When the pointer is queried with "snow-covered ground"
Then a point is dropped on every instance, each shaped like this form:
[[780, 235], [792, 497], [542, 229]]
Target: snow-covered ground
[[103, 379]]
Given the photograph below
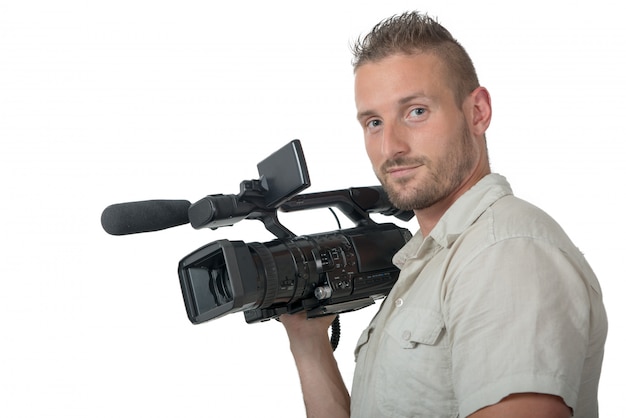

- **Task instructions**:
Can you reproduce the entries above word for word, omitting the pictures?

- **Output below**:
When the pointer is queried with "snow-covered ground"
Then a point is dropped on every instance, each shaped like this form:
[[780, 235], [792, 497], [542, 229]]
Target: snow-covered ground
[[103, 379]]
Given the photograph below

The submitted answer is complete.